§ **QUOTED PASSAGE**
*-*-*

Fat-Burning Study Offers Clues to Obesity-Diabetes Link

February 16, 2005

ST. LOUIS – Fat burning is touted as the key to weight loss, but it may also link obesity and diabetes, research from Washington University suggests.

Daniel P. Kelly, director of the Center for Cardiovascular Research at the university, and his colleagues were studying the heart when they made a discovery that could provide new understanding for how diabetes develops in overweight and obese people.

The results of their study appear today in the journal Cell Metabolism.

The researchers say when fat gets into the heart, the organ stops burning sugar for energy.

“There’s this yin and yang between fat and sugars,” Kelly said.

Normally, cells use a sugar called glucose for energy, but they may also use fatty acids as less efficient fuel sources.

When cells stop burning sugar and switch exclusively to fat fuel, blood-sugar levels rise and insulin stops working. Those are two hallmarks of diabetes.

Kelly and his colleagues discovered that a molecule known in short as PPAR-alpha – its full name is peroxisome proliferator- activated receptor-alpha – acts in muscle cells as a fuel-source switch.

The switch is thrown when animals – mice in Kelly’s research – and perhaps people take in more calories than they can use and become obese.

Fat cells store the excess calories as fatty acids.

“At some point the reservoir is full. You can only expand your fat tissue so much,” Kelly said.

The body may begin storing fat in tissues, such as muscle and liver, where it doesn’t belong, he said.

When the fat spills over into muscle, PPAR-alpha gets going. The molecule helps muscle cells bring in and burn fatty acids, and shuts down sugar consumption.

“It’s telling the muscles ‘Don’t listen to insulin anymore. We don’t need to burn sugar,’ ” Kelly said.

The result is high blood sugar and insulin-insensitive cells. In other words, a step toward diabetes.

*-*-*

§ **EXPLORE THE MATERIAL**
1. In which journal does the fat-burning study article say the results appeared?
2. In the fat-burning study article, copy the passage starting at "Fat-Burning Study Offers" and ending at "Washington University suggests.", swapping "touted" for "promoted".

Referring expression data
*-*-*

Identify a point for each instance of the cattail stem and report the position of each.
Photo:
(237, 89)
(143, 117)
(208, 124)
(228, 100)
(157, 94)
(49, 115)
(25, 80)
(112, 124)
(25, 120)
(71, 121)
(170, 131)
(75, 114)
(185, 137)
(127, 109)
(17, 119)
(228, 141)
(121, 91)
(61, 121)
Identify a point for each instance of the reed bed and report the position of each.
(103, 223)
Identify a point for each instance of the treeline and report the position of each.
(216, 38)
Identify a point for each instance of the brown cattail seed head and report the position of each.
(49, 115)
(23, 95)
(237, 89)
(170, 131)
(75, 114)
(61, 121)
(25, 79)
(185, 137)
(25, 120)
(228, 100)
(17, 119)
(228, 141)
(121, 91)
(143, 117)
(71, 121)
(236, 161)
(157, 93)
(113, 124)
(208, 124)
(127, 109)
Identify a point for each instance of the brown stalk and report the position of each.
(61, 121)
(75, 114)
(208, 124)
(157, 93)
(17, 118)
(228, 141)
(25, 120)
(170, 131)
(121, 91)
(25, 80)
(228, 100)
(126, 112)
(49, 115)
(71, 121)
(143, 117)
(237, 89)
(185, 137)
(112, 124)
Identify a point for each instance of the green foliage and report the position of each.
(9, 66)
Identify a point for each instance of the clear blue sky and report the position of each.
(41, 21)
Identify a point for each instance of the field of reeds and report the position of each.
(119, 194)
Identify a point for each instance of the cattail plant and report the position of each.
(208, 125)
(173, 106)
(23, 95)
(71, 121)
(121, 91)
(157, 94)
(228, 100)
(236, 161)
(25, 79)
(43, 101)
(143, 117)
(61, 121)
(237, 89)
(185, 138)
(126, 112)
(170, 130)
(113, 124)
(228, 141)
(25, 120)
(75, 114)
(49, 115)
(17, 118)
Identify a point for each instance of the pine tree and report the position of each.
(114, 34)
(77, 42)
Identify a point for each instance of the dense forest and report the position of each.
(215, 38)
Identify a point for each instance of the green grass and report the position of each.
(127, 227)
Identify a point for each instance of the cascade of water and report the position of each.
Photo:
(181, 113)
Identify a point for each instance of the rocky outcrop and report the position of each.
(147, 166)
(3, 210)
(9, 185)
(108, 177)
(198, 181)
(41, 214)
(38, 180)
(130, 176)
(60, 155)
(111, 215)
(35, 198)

*-*-*

§ **ANSWERS PER TASK**
1. Cell Metabolism

2.
Fat-Burning Study Offers Clues to Obesity-Diabetes Link

February 16, 2005

ST. LOUIS – Fat burning is promoted as the key to weight loss, but it may also link obesity and diabetes, research from Washington University suggests.